* _Assigned task_: Repeat the lines below exactly as written, please, from the line with "Indicate the white line" to the line with "Indicate the curved", both lines included, and no others.

____

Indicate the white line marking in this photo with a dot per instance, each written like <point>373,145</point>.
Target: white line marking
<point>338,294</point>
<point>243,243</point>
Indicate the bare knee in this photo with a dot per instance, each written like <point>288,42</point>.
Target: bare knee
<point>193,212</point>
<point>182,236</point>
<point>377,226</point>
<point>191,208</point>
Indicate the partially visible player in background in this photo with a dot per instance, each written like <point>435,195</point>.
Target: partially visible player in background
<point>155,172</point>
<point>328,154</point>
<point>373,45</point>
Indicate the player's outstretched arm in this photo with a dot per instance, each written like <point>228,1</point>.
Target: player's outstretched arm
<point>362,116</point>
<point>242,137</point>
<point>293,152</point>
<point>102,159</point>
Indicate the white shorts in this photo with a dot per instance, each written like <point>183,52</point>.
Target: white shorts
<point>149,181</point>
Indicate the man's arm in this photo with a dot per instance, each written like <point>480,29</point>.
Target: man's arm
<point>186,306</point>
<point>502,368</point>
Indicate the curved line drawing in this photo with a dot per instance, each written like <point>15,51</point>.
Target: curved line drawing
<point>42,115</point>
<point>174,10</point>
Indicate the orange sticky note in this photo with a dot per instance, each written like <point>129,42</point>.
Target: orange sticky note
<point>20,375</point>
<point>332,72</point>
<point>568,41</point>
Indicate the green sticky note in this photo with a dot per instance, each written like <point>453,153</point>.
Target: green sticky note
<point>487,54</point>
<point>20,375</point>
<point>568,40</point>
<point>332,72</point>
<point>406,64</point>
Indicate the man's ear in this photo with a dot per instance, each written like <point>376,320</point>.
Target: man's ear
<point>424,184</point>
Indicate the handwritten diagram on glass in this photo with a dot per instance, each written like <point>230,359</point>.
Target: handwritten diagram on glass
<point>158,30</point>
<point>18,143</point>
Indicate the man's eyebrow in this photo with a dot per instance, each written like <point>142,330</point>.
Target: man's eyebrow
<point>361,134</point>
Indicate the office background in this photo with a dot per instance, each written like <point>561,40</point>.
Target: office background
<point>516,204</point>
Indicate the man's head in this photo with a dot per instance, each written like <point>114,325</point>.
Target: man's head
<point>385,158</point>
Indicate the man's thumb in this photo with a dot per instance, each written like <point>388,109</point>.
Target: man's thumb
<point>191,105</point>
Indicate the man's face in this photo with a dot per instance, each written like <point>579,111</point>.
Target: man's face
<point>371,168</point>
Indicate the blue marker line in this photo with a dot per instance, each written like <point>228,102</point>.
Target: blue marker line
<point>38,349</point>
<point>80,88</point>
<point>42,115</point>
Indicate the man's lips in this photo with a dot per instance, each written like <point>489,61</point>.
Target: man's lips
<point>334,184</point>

____

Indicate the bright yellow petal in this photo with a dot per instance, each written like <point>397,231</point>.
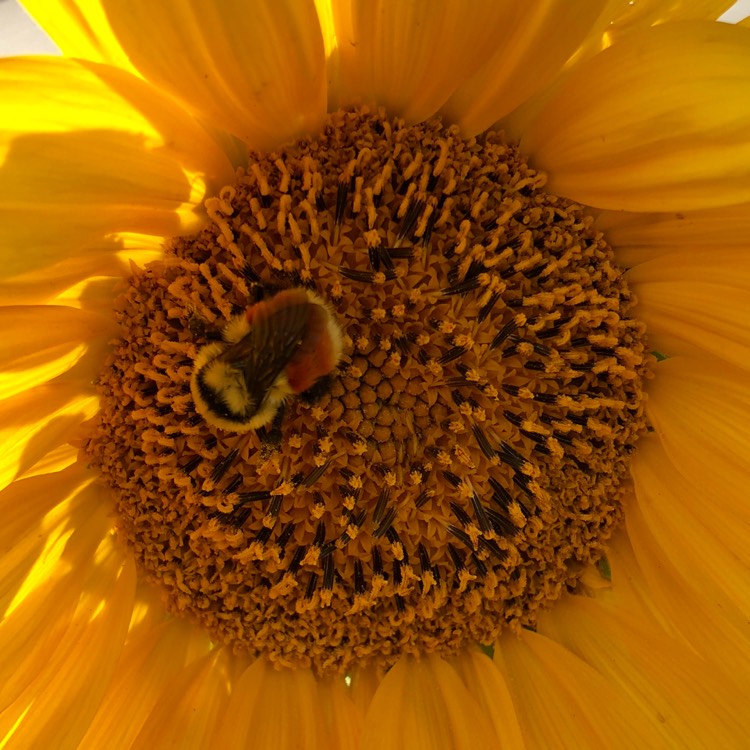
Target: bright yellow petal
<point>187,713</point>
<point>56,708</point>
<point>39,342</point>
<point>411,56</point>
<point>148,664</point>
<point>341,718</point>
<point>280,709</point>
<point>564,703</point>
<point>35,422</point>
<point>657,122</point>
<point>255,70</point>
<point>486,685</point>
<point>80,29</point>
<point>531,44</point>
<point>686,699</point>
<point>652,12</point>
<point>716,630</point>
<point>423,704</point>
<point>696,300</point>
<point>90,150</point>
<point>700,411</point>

____

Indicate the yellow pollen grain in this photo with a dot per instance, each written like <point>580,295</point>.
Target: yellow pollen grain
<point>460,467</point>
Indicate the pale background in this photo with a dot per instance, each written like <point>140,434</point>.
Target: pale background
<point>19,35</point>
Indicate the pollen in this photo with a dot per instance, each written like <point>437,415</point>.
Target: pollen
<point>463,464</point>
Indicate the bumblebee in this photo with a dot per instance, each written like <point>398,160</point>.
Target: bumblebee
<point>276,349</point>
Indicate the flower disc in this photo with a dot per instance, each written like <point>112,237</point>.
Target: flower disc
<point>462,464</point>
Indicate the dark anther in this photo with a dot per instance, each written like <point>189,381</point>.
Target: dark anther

____

* _Task answer_:
Indicate the white line marking in this photo with a dot per instance, each written like <point>373,145</point>.
Target: white line marking
<point>338,294</point>
<point>243,243</point>
Indicate the bare knee in this photo with a dot per instance, each written like <point>288,42</point>.
Target: bare knee
<point>193,212</point>
<point>182,236</point>
<point>377,226</point>
<point>191,208</point>
Indicate the partially visible player in background in this photo with a dot per instance, each written like <point>435,195</point>.
Target: partially visible player in background
<point>155,172</point>
<point>328,154</point>
<point>373,45</point>
Indicate the player's outstretched arm in this photo with a dot per instance, each written like <point>228,1</point>.
Target: player's outstretched arm
<point>362,116</point>
<point>242,137</point>
<point>293,152</point>
<point>102,159</point>
Indicate the white shorts in this photo with a dot per instance, each written like <point>183,52</point>.
Target: white shorts
<point>149,181</point>
Indicate the man's arm in this photo with a dot per instance, each written like <point>480,29</point>.
Target: man's arm
<point>186,306</point>
<point>502,368</point>
Indicate the curved line drawing in this photo with a dot per instance, each written like <point>15,51</point>.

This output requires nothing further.